TASK INSTRUCTIONS ▸ In the data that follows, find the line containing "mark every tail"; then quote that line and every line after it, exactly, through the last one.

---- EXTRACTED ENTRIES

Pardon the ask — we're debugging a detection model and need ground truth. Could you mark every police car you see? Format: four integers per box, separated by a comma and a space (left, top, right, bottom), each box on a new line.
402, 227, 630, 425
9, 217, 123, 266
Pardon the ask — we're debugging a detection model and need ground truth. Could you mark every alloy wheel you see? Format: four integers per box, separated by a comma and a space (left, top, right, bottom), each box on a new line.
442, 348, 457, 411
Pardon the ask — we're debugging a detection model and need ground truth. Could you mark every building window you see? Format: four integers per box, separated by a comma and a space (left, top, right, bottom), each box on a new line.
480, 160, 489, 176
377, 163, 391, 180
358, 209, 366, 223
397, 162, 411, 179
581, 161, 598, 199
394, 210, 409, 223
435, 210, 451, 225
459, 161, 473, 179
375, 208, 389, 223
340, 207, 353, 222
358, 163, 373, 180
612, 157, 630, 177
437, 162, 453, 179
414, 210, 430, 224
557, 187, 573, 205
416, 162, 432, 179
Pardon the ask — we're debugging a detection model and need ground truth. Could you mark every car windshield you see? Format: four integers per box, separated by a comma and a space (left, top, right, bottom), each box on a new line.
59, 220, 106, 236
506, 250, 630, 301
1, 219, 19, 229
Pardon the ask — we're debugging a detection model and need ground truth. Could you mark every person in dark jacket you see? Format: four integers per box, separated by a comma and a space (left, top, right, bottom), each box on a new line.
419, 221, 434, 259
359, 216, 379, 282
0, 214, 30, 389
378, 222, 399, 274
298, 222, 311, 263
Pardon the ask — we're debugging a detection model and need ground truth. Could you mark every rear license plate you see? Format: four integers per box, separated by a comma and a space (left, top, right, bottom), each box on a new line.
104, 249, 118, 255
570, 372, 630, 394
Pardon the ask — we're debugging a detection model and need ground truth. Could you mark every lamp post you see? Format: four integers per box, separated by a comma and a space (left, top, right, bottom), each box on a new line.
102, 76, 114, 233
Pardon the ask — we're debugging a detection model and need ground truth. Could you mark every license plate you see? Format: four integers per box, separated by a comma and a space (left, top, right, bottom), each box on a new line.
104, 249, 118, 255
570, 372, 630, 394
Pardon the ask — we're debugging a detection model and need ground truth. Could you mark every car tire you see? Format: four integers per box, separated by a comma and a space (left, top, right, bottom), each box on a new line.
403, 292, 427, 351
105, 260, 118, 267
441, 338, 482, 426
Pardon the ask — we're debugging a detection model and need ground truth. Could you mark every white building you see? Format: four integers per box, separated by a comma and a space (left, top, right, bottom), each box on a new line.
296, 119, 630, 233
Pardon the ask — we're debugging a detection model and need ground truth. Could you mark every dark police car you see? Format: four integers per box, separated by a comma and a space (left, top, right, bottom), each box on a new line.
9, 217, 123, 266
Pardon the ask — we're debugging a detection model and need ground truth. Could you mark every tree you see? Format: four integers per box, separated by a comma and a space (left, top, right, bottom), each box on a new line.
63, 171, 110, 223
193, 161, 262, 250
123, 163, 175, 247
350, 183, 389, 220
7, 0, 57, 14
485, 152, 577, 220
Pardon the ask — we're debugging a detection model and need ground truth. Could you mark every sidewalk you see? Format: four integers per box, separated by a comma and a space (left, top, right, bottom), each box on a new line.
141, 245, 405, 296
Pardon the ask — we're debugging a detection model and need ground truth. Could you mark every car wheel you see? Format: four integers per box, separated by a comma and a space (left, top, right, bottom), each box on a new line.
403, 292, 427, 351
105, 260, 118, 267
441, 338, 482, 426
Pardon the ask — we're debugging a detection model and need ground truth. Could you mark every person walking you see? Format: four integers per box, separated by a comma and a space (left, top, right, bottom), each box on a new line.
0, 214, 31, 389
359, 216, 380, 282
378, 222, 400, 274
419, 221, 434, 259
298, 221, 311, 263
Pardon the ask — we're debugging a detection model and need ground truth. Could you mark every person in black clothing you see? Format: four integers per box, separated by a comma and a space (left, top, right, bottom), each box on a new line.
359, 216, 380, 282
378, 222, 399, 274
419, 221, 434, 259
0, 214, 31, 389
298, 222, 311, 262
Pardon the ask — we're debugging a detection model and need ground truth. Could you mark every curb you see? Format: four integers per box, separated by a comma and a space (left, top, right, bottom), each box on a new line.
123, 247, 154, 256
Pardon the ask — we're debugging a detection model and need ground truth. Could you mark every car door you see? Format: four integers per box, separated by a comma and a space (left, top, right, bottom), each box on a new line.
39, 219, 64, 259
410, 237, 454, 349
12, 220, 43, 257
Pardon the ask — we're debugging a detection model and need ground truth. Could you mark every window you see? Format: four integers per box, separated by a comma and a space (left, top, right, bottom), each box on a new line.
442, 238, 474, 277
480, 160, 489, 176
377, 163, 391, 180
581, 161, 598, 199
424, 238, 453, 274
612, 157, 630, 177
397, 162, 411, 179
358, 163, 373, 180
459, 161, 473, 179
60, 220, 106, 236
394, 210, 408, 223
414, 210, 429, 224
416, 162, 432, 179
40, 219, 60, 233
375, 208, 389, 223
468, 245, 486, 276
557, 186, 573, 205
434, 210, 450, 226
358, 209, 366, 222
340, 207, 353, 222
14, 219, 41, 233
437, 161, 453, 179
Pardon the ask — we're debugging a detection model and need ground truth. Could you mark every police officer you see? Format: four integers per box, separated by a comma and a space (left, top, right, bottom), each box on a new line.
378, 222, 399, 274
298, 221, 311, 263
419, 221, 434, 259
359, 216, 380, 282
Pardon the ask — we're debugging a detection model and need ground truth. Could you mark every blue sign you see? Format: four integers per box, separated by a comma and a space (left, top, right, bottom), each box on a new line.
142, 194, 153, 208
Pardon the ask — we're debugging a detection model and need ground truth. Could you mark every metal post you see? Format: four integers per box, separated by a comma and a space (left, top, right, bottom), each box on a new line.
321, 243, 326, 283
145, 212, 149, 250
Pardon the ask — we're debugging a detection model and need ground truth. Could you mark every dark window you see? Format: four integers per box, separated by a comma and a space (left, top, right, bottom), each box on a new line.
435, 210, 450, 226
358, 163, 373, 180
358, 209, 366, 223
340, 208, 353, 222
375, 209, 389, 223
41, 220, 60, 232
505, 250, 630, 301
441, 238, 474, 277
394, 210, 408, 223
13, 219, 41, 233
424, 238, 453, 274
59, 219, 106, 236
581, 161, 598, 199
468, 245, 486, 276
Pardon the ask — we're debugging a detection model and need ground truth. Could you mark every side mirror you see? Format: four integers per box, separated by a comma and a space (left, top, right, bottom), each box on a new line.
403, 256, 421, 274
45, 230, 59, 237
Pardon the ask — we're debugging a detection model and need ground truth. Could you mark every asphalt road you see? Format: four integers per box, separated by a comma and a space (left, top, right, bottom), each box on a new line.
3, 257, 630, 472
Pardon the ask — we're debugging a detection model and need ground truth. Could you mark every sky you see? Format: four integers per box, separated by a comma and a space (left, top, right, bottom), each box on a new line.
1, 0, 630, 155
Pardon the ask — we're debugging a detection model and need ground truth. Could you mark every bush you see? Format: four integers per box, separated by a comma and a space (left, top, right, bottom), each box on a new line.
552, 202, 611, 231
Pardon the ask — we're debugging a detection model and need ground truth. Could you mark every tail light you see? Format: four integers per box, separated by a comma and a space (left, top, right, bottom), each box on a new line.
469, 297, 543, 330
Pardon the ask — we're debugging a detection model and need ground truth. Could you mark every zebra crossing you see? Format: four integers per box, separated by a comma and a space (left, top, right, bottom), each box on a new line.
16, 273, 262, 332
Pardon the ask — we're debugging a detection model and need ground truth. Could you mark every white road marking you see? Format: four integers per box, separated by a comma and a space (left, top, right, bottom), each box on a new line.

--------

ANSWER TO THIS TASK ▸
Pardon the ask — we're debugging a detection model and need ground truth. Could you mark every tail light you see? Format: four integers per box, separated by a comma and a space (left, top, right, bottom), each box on a new line.
469, 297, 543, 330
Pardon the ask — we're debugging a detection model and need ground truth. Could you mark every zebra crossing you see? Format: four integers per box, separated by a comma and a space (left, top, right, bottom), each box on a new line.
16, 273, 262, 332
Pardon the ask — we're debugging a detection model and need ground truth. Could you mark every white road marking you see? Format: four integers per box, separated by a comma and a space (left, top, right, bottom), each box on a new line.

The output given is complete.